**GIVEN PROBLEM A:** In the listing below, reproduce verbatim every line from the one containing "For each instance of the grassland" through the final line of the listing, with both ends included.

* Start TEXT SHOWN *

Scrapy Playwright Tutorial: Scrape JS Sites (2026)

Modern sites lean on JavaScript rendering, background API calls, and client-side routing. If you scrape them using HTTP-only crawlers, you often get empty HTML shells, missing data, or endless anti-bot friction.

This Scrapy Playwright tutorial shows how to scrape JavaScript-heavy sites correctly in 2026 by combining Scrapy’s crawl engine with Playwright’s browser rendering. You will learn production patterns for rendering, pagination, proxy routing, performance tuning, and stability.

Why Scrapy alone fails on JavaScript-heavy sites

Scrapy is excellent at fetching server-rendered HTML and parsing it quickly. The problem is that many modern sites:

Render content after page load using React, Vue, or Angular
Fetch the real data via XHR or fetch calls
Use infinite scroll instead of server pagination
Gate key elements behind client-side checks

In these cases, Scrapy sees the initial HTML skeleton and none of the final DOM.

* End TEXT SHOWN *

**GIVEN PROBLEM B:** Write out the Scrapy Playwright tutorial above word for word, in full.

* Start THE DATA *

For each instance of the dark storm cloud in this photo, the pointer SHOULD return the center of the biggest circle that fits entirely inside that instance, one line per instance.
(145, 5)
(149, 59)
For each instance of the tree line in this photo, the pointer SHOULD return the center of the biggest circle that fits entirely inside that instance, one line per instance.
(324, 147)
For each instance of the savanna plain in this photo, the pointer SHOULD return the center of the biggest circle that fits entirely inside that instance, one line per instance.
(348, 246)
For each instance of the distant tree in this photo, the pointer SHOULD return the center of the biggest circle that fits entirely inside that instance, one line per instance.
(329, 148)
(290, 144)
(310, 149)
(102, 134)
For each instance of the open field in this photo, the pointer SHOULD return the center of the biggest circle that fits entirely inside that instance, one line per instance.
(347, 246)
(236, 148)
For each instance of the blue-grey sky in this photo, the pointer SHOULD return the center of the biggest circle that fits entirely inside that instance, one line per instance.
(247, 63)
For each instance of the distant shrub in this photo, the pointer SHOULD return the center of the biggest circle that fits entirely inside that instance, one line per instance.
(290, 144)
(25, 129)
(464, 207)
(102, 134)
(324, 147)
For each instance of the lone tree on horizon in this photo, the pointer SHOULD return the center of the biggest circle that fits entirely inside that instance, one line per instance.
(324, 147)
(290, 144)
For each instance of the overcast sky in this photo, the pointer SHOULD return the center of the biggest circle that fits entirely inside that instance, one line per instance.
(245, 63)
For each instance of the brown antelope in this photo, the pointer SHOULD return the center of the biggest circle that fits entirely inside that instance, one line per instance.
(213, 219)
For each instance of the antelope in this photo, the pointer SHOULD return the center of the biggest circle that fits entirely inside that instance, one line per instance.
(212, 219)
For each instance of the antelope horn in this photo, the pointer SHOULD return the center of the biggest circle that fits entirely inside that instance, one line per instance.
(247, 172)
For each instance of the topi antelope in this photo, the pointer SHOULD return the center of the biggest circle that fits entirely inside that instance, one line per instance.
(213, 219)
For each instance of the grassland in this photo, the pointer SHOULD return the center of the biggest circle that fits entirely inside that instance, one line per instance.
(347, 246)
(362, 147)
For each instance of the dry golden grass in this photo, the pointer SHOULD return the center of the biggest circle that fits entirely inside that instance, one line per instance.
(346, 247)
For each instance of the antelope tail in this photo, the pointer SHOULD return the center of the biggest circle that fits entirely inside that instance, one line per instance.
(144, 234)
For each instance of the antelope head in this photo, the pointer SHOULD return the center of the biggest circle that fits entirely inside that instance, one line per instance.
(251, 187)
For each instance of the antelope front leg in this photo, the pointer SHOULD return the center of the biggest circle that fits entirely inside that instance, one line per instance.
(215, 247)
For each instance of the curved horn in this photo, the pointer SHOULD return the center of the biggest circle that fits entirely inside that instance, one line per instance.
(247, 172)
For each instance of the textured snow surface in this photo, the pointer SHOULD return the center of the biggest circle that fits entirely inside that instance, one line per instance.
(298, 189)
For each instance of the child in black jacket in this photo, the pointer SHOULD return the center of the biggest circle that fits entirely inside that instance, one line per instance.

* End THE DATA *

**TASK OUTPUT A:**
For each instance of the grassland in this photo, the pointer SHOULD return the center of the biggest circle that fits entirely inside that instance, one line per instance.
(347, 246)
(362, 147)
For each instance of the dry golden grass in this photo, the pointer SHOULD return the center of the biggest circle that fits entirely inside that instance, one line per instance.
(346, 247)
For each instance of the antelope tail in this photo, the pointer SHOULD return the center of the biggest circle that fits entirely inside that instance, one line per instance.
(144, 234)
For each instance of the antelope head in this photo, the pointer SHOULD return the center of the biggest circle that fits entirely inside that instance, one line per instance.
(251, 187)
For each instance of the antelope front leg in this photo, the pointer SHOULD return the center of the biggest circle that fits entirely inside that instance, one line per instance.
(215, 247)
For each instance of the curved horn in this photo, the pointer SHOULD return the center of the biggest circle that fits entirely inside that instance, one line per instance.
(247, 172)
For each instance of the textured snow surface in this photo, the pointer SHOULD return the center of the biggest circle that fits entirely inside that instance, one line per instance.
(298, 189)
For each instance of the child in black jacket in this photo, the pointer SHOULD return the center of the biggest circle that fits entirely inside that instance, one line per instance.

**TASK OUTPUT B:**
Scrapy Playwright Tutorial: Scrape JS Sites (2026)

Modern sites lean on JavaScript rendering, background API calls, and client-side routing. If you scrape them using HTTP-only crawlers, you often get empty HTML shells, missing data, or endless anti-bot friction.

This Scrapy Playwright tutorial shows how to scrape JavaScript-heavy sites correctly in 2026 by combining Scrapy’s crawl engine with Playwright’s browser rendering. You will learn production patterns for rendering, pagination, proxy routing, performance tuning, and stability.

Why Scrapy alone fails on JavaScript-heavy sites

Scrapy is excellent at fetching server-rendered HTML and parsing it quickly. The problem is that many modern sites:

Render content after page load using React, Vue, or Angular
Fetch the real data via XHR or fetch calls
Use infinite scroll instead of server pagination
Gate key elements behind client-side checks

In these cases, Scrapy sees the initial HTML skeleton and none of the final DOM.